Text section ::
* * * * * * * * *

JAMIL F. KHAN | Johannesburg roads reflect a society in a hurry and in crisis
Owning and driving a car is not simply about our personal consumption goals, but also a huge responsibility, and we must start taking it more seriously, writes Jamil F. Khan.
Traffic jam on N1 at Diepkloof. Picture: Supplied/@itrafficgp
Johannesburg has a notoriously fast-paced driving culture, mirroring an equally fast-paced social culture. We are always in a hurry to get somewhere and do something, which is one of many things we might have to do on that day.
Between locations, our time is spent navigating the sometimes chaotic roads of this bustling city. In between faulty robots, potholes, and indefinitely incomplete roadworks, drivers are focused on getting to their destinations as quickly as possible as we mow down the items on our to-do lists.
At the heart of Johannesburg’s hustle culture, is a mindset of individualism bolstered by values of middle-class aspiration and capitalist consumption – placing the needs of the consumer at the top of the priority list. This culture puts courtesy and cooperation on the back burner. When viewed as a site of social interaction, our roads paint an interesting picture of our society.
It is well-known that our public transportation systems have been mismanaged and neglected to the extent that acquiring a private vehicle for individual use, no matter how modest, has become a status symbol signalling upward mobility.
Many people aspire to owning a vehicle for its convenience and safety – commodities that are desperately pursued in a country that makes comfortable existence an uphill battle for its citizens.
The desperation for convenience, safety and upward mobility, however, obscures a more important component of vehicle ownership and use: collective responsibility for road users’ safety. Road users include not only motorists, but also pedestrians who often suffer the brunt of an extremely reckless vehicle-centric road use culture.
Weekly, on a very measured commute which never exceeds 75 km/h, I observe the most reckless, daring and thoughtless driving behaviour that puts multiple lives at risk. This excludes the behaviours of taxi drivers who will have to be dealt with on their own.
It is evident that for many, once they have acquired a driver’s license or a vehicle (whichever comes first) they are above obligation and owe their care and attention to nothing but their own interests.
Taxi drivers have become so well-known for reckless and illegal driving that we all anticipate their actions to avoid frustration, making them less of a risk than those we trust to do the right thing. We have a problem with the breakdown of courtesy on our roads.

* * * * * * * * *

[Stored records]

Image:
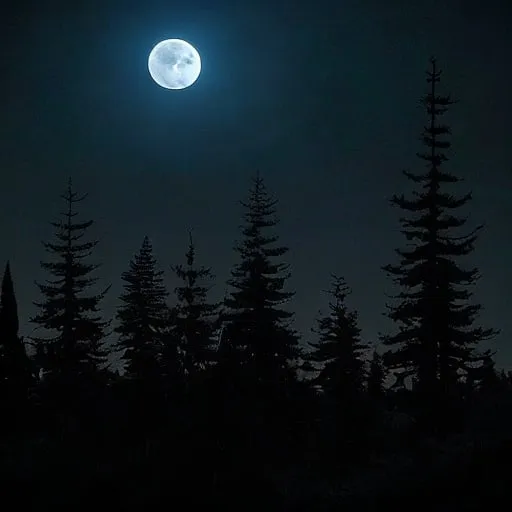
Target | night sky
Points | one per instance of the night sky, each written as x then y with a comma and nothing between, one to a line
320,96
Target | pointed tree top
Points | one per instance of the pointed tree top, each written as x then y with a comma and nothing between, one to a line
191,249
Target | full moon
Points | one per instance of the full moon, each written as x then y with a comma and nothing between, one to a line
174,64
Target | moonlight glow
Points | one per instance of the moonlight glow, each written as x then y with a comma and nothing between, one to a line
174,64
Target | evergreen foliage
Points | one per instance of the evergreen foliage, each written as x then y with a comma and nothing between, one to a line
258,331
437,338
142,316
73,354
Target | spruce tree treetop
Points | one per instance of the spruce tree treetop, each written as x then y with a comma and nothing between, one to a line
339,350
437,336
142,315
195,320
258,328
70,312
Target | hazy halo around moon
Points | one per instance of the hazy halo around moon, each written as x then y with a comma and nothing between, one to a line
174,64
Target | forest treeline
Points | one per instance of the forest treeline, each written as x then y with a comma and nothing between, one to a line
212,405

* * * * * * * * *

Complete the following ::
1 – Revise the Johannesburg roads column from the words "It is well-known" through the words "signalling upward mobility.", putting "mark of success" in place of "status symbol".
2 – Answer these questions using the column on Johannesburg roads.
(a) Where was the traffic jam in the picture?
(b) What two commodities does the column say many people seek in owning a vehicle?
(c) What speed does the writer's weekly commute never exceed?
3 – Resume the column on Johannesburg roads after its final sentence.

Outputs in order ::
1 –
It is well-known that our public transportation systems have been mismanaged and neglected to the extent that acquiring a private vehicle for individual use, no matter how modest, has become a mark of success signalling upward mobility.

2 –
(a) On the N1 at Diepkloof.
(b) Convenience and safety.
(c) 75 km/h.

3 –
In their hurry to get everywhere, drivers take poorly calculated gaps, rush to beat robots and more bizarrely, refuse to show their fellow drivers any grace, as if the road is not a domain that we share.
This lack of courtesy is even more pronounced towards pedestrians. In our racialised, classed social landscape, with inadequate public transportation infrastructure, pedestrians are mostly poor, and poor people in South Africa are mostly Black.
This attaches a racial optic to pedestrians, and prevailing attitudes towards poor and Black people find yet another outlet on the roads. The patience people have for a runner with expensive sportswear who might need a few extra seconds to cross the road after the robot changed, is painfully absent when a labourer in overalls trails behind a group of pedestrians darting across nervously to catch the taxi on the other side of the road.
We are products of our collective history and the disdain for those deemed lesser in society always simmers just beneath the surface. Being behind the safety of a windscreen and locked doors offers many a cover for these subtle expressions of disdain, which influence the choices we make.
In a different way, relations between drivers mirror a dynamic in which a sense of competition and rivalry encourages drivers to use their vehicles as tools of intimidation in pursuit of being “King of the Road”.
Through this competition, robots and stop signs become annoyances, interrupting their fantasies of road ownership. When signing up to drive a motor vehicle, we do not only sign up for the convenience of it, but we also take the lives of others into our hands. Every choice we make on the road can change the lives of multiple people in the blink of an eye.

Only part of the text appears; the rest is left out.